What is needed: Gather every line in the rows below that contains the string "psoe", and copy each one in full. Treat case as significant.

[Data listing]

==============================

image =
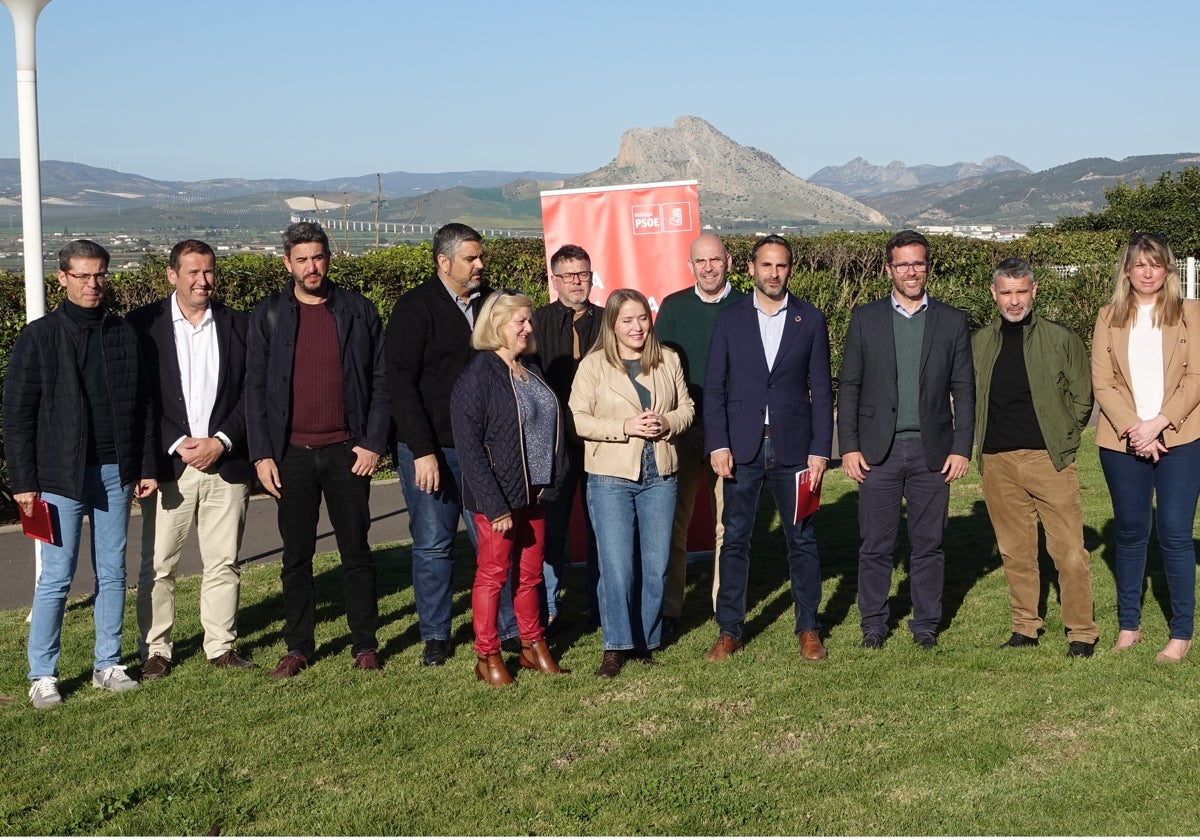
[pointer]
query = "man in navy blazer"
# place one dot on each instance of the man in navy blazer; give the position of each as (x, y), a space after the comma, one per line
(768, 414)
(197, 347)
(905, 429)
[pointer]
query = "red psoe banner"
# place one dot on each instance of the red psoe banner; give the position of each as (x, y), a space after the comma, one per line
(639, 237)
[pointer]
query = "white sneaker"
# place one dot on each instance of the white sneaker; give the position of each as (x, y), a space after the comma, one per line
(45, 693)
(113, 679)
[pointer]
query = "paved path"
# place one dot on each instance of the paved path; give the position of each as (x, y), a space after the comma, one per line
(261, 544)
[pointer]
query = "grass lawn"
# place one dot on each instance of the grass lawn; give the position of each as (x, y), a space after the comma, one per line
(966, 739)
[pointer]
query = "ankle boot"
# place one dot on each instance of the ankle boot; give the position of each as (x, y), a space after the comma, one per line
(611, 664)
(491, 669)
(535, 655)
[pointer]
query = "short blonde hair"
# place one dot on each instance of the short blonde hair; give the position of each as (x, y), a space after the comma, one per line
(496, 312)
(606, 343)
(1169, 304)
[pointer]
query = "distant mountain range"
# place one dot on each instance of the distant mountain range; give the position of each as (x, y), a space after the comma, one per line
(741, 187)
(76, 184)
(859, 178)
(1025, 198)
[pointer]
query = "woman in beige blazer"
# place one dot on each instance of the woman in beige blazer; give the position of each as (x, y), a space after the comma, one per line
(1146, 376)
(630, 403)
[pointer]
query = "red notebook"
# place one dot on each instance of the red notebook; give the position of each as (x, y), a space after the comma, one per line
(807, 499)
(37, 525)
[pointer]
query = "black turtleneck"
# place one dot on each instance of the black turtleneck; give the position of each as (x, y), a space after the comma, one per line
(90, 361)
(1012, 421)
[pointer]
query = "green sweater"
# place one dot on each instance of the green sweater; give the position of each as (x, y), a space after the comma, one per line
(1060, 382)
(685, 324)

==============================

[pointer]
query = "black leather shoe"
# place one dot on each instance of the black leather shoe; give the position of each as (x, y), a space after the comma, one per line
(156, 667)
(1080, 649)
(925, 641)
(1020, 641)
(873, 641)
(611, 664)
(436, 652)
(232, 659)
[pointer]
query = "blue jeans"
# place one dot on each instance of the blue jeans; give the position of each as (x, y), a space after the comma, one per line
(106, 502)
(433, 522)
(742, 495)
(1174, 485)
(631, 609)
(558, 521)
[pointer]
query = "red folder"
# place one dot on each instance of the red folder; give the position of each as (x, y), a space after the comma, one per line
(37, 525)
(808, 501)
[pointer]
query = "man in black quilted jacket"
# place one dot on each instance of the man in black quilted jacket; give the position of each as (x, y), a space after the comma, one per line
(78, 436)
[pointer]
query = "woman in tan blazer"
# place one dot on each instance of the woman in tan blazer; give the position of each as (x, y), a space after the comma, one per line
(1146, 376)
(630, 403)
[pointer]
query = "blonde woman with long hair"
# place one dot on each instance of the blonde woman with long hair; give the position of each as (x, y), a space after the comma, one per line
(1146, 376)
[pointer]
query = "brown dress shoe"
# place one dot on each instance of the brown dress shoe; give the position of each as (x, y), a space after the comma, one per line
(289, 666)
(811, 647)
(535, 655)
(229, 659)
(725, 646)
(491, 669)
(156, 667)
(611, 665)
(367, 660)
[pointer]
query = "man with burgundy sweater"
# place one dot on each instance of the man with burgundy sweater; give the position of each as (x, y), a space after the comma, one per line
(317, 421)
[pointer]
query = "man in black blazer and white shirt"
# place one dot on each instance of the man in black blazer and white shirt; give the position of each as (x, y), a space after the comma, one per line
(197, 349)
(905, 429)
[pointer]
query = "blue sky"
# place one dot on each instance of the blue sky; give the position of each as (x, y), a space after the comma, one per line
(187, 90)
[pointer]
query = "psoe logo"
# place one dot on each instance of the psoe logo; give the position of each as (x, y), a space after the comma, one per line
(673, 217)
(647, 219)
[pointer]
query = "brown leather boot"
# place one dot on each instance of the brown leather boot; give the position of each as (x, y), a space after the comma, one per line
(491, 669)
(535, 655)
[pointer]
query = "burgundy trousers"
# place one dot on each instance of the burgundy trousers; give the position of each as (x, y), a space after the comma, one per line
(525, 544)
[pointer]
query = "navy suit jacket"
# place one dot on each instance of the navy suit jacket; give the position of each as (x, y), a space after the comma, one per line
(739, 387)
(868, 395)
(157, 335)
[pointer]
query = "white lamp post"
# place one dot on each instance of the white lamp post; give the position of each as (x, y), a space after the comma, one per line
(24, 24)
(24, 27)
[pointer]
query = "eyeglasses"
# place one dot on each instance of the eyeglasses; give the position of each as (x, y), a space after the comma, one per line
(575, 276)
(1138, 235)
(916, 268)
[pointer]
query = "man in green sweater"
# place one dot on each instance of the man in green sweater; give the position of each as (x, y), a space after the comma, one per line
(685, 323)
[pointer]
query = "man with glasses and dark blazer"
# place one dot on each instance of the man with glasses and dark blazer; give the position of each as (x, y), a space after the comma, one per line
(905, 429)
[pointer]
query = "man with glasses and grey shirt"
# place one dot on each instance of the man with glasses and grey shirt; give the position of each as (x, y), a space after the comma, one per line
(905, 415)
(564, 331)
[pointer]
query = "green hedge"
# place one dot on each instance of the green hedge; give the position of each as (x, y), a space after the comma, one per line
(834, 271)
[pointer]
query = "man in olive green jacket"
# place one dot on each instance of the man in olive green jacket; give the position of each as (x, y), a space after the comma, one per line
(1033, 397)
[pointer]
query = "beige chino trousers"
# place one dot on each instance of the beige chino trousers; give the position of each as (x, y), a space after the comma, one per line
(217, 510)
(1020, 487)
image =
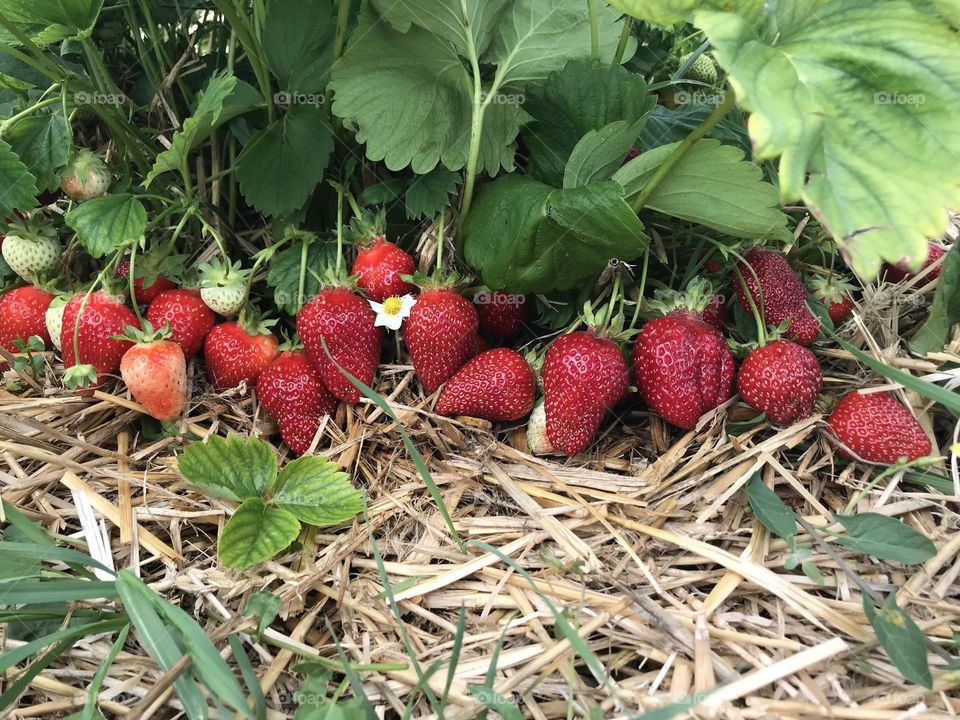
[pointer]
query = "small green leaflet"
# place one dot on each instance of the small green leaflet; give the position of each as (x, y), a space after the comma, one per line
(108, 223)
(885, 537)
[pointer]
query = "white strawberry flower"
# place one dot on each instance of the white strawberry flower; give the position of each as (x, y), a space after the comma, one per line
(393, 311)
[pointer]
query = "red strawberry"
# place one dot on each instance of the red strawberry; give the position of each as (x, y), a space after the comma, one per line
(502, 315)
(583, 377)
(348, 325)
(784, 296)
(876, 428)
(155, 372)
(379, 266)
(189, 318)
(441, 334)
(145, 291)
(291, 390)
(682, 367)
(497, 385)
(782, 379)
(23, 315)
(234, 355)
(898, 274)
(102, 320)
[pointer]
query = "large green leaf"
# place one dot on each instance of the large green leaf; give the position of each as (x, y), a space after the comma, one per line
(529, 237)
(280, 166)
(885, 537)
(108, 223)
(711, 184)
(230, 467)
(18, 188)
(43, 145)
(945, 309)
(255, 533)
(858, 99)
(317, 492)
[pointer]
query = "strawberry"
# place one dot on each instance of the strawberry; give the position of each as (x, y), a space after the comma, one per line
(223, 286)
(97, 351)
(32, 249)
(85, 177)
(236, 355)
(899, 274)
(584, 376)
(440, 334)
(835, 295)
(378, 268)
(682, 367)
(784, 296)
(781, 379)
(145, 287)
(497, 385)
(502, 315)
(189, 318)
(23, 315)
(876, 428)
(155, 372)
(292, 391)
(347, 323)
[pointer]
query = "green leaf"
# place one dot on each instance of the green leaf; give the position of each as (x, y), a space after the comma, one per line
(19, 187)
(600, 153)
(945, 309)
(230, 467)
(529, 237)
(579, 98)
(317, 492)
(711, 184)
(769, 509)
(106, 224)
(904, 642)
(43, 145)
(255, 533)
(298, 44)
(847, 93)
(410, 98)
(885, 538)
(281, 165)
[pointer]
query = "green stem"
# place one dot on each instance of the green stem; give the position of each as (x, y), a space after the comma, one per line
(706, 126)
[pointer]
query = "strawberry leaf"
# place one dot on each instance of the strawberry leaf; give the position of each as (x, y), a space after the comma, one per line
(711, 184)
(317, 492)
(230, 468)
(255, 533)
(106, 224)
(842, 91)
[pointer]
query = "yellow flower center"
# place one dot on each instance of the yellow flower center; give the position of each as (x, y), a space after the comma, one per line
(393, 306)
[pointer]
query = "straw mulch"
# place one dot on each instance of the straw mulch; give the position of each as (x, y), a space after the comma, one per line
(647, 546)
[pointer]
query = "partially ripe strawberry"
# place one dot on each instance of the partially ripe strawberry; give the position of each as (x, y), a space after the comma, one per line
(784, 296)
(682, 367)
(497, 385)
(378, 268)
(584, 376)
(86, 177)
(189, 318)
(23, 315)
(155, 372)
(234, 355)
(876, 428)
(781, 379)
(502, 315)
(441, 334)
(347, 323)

==============================

Output below:
query = "red psoe banner"
# place one dot on each instance of the red psoe banner; give the position of each as (x, y), a space after the comma, one per line
query = "psoe logo"
# place one dot on each instance of the psoe logo; give the position of each as (x, y), a space after the comma, one per line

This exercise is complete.